Wednesday, March 17, 2010

The TIME Factor in Modeling

Last week I read a question on one of my linkedin community on whether "marketing is science or art". There was a lot of debate on it being a bit of both or more of one and less of other. I had my two bit answer to it also. I was pondering on the question. That seems a bit odd since I remember having the same question for my marketing management question during semester exams of my MBA program... the answer was by rote. Today I ponder. Does that mean I am wiser? Before you answer, that was a rhetoric. My response was that marketing was both an art and a science. The science part of marketing lies in all the theory and algorithm that is available to be applied. The art part of the marketing depends on what theory or algorithm to use.

I recall an incident at a general insurance company a few months back. The team had built a cross sell model. They had first segmented the customer base and done a product association analysis. Two particular products were found to be closely associated. For sake of confidentiality lets call them ... well... Product 1 and Product 2 (not very innovative... are we?).

The next step was to find customers who had only Product 1 and not Product 2 and treat them as the target for scoring the propensity for purchasing Product 2. The data set of the customers demography, transactions, etc., was formed and the model building and scoring process executed. The customers were ranked to give the potential base for cross sell.

While the process used was appropriate there was a major flaw in the way the scoring exercise was used. The data created for model building was derived from a cut of the customer database as of a particular time... say January 31, 2010. This is where the process went .. drastically .. wrong. A cardinal mistake committed by statistical standards.

For sake of explanation, consider three customers who have bought both Products 1 and 2. The following gives the timeline of purchase of the two products.




As can be observed, by taking last 12 months data from a cut of Jan 2010, the actual purchase of the two products were not taken into consideration. For Customer 1, the purchase of Product 2, which is the target event in this analysis, actually happened outside the period of analysis.

The correct approach would be to identify the event of purchase of Product 2. Term this period as Base period. For each customer, basis the purchase of Product 2, the base period will be different. Then take the data for 12 months past from this base period.

The reason this needs to be done is we are studying the pattern of behaviour a customer exhibits before he purchases the product. Thus, the period of analysis is relative to the purchase of the product.

The following figure shows the period for which data needs to be extracted for each customer. This is dependent on the purchase of Product 2. Notice that this period is different for each customer. In fact for customer 1, this period is way in the past and goes beyond the period that was displayed. It probably needs to be decided whether Customer 1 is a "vintage" customer and should be excluded from the analysis.



This is classic case of the wrong science applied to correct art. No doubt this cross sell campaign had a high chances of failure. And the blame to be put on the statistical model which failed to predict the correct potential base.

If you want to avoid this and similar pitfalls, I will be glad to discuss ... contact me at michaeldsilva@gmail.com.

------------------------

Exercise instructions »
• 1. From the post on the time factor in modeling, reproduce the passage starting with "The following figure" and going on through "correct potential base.".
• 2. Render this sentence from the post on the time factor in modeling into Spanish: "The correct approach would be to identify the event of purchase of Product 2."

Extracted records »
------------------------

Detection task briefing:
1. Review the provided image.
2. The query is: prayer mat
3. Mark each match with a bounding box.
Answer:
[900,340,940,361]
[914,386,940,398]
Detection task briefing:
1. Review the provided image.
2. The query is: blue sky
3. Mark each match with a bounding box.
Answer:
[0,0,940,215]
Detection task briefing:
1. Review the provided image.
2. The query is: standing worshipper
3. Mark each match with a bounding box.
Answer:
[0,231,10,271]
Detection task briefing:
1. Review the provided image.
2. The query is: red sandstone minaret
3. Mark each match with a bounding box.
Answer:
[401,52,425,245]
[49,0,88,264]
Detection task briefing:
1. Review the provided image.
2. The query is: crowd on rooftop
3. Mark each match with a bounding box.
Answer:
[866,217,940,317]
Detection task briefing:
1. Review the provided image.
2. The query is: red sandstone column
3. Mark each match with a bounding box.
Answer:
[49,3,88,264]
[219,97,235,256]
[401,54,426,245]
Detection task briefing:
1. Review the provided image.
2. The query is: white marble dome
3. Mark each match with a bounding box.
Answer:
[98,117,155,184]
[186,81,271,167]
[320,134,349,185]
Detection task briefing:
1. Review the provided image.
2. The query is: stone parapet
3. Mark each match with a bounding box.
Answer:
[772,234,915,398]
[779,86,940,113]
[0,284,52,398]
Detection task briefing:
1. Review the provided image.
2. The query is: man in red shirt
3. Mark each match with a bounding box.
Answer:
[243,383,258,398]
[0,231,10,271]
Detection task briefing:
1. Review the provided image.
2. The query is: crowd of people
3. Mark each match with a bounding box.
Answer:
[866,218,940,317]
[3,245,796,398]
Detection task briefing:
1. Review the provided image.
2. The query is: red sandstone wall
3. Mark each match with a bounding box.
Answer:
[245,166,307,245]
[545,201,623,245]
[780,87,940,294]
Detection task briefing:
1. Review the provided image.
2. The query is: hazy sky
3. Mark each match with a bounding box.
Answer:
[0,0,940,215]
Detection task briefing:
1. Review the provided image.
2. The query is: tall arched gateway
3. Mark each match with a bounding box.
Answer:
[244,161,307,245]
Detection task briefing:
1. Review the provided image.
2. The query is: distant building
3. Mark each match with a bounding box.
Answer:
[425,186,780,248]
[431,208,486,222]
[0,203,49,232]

------------------------

Answers by task »
• 1.
The following figure shows the period for which data needs to be extracted for each customer. This is dependent on the purchase of Product 2. Notice that this period is different for each customer. In fact for customer 1, this period is way in the past and goes beyond the period that was displayed. It probably needs to be decided whether Customer 1 is a "vintage" customer and should be excluded from the analysis.



This is classic case of the wrong science applied to correct art. No doubt this cross sell campaign had a high chances of failure. And the blame to be put on the statistical model which failed to predict the correct potential base.

• 2. El enfoque correcto sería identificar el evento de compra del Producto 2.